Bildrechte: Roger Melis

Fotos zeigen stille Augenblicke, jenseits aller Sensation

Schwarz-Weiß-Aufnahme eines Jungen von 1974, in der Ausstellung im Leonhardi-Museum Dresden.
Bildrechte: Roger Melis

Mit wunderbarer Beiläufigkeit hat Roger Melis diesen Augenblick festgehalten, der die Zeit, in der er lebte, doch so gut charakterisiert. Das Foto ist Teil seiner Retrospektive im Leonhardi-Museum in Dresden, das Aufnahmen aus den 1960er- bis Anfang der 1990er-Jahre versammelt.

"Der Fotograf muss das Leben überraschen, praktisch beim Sprung aus dem Bett", formulierte schon Henri Cartier Bresson 1952 in seinem Essay "Images à la sauvette" sein Credo für gute Straßenfotografie. Keine mit Bedeutung überladenen Szenen gelte es abzubilden, sondern verdichtete Momente voller Leichtigkeit, forderte er.

Die Stars waren die einfachen Leute.

● ● ● ● ● ● ●

### WAS ZU TUN IST
• A. Erkläre in ein bis drei Sätzen, warum der Fotograf laut Henri Cartier Bresson im Text über die Melis-Ausstellung das Leben überraschen muss.
• B. Führe den Text über die Melis-Ausstellung nach dem Satz „Die Stars waren die einfachen Leute.“ weiter.

### GESAMMELTES MATERIAL
● ● ● ● ● ● ●

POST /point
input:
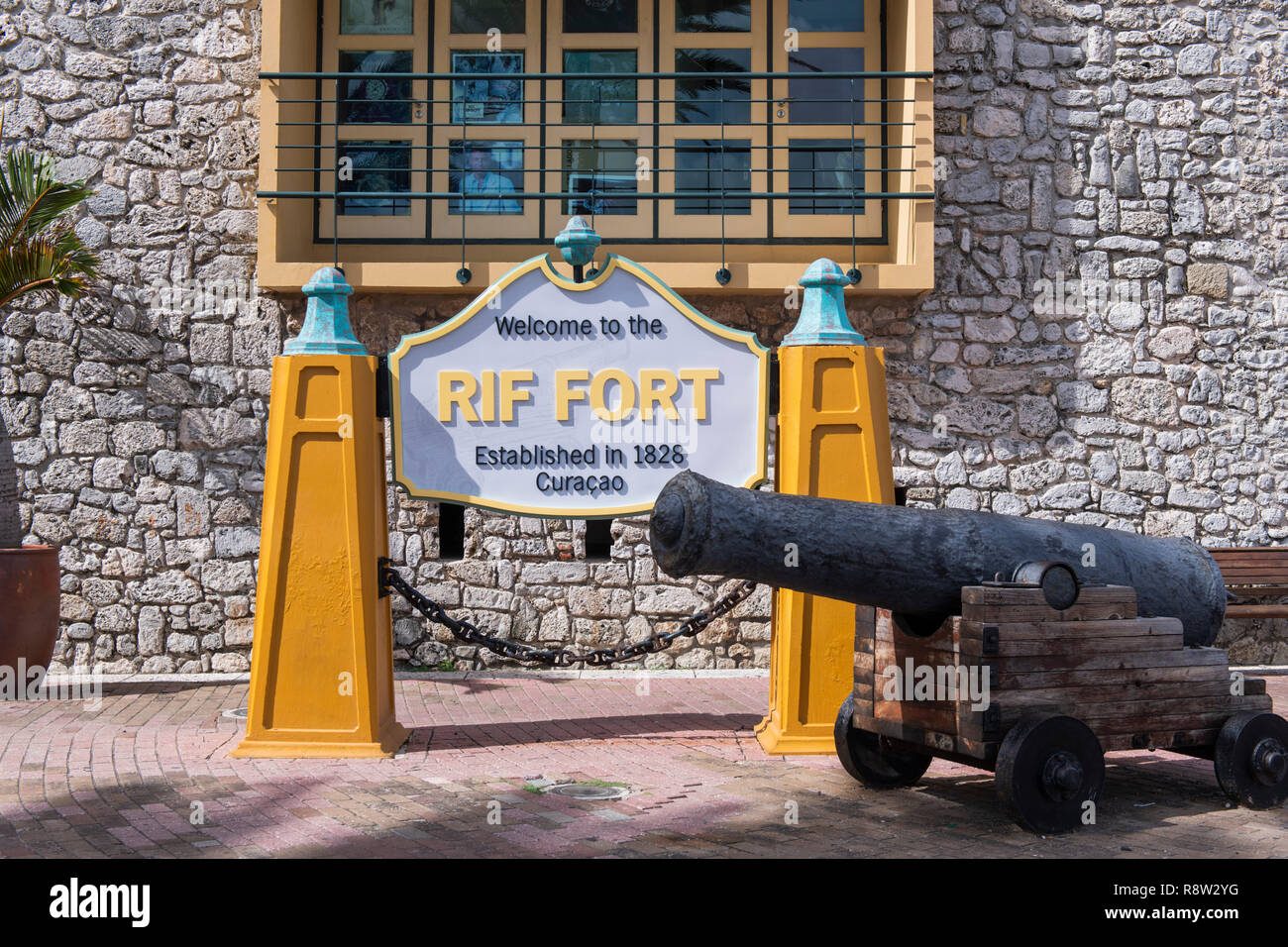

● ● ● ● ● ● ●

### DIE LÖSUNGEN
• A. Gute Straßenfotografie soll nach seinem Credo keine mit Bedeutung überladenen Szenen zeigen. Stattdessen soll sie verdichtete Momente voller Leichtigkeit festhalten. Deshalb muss der Fotograf das Leben überraschen, praktisch beim Sprung aus dem Bett.

• B.
Bernd Heise, Museumsdirektor

Auch die Fotos von Roger Melis zeigen stille Augenblicke, jenseits aller Sensation. Museumsdirektor Bernd Heise ist zugleich von der formalen Strenge der Bildkomposition begeistert. "Die Sachen haben immer eine Form, die sich behauptet. Und das ist ja mindestens ebenso wichtig wie der Inhalt."

Hommage an Ausstellungsort Dresden

Auch Dresden ist in der Ausstellung präsent: Hier mit einer Aufnahme der zerstörten Frauenkirche von 1966.
Bildrechte: Roger Melis

Aus allen Themen, die Roger Melis in seiner Fotokunst bearbeitete, suchte sich Heise die seiner Ansicht nach besten und wichtigsten Fotos für die Überblicksschau heraus. Als Bildreporter für Zeitschriften und im Eigenauftrag fotografierte Roger Melis etwa das dörfliche Leben, Handwerksberufe, Kinder und Jugendliche oder Straßenszenen. In Dresden hängen jedoch auch Bilder mit einem konkreten Bezug zum Ausstellungsort.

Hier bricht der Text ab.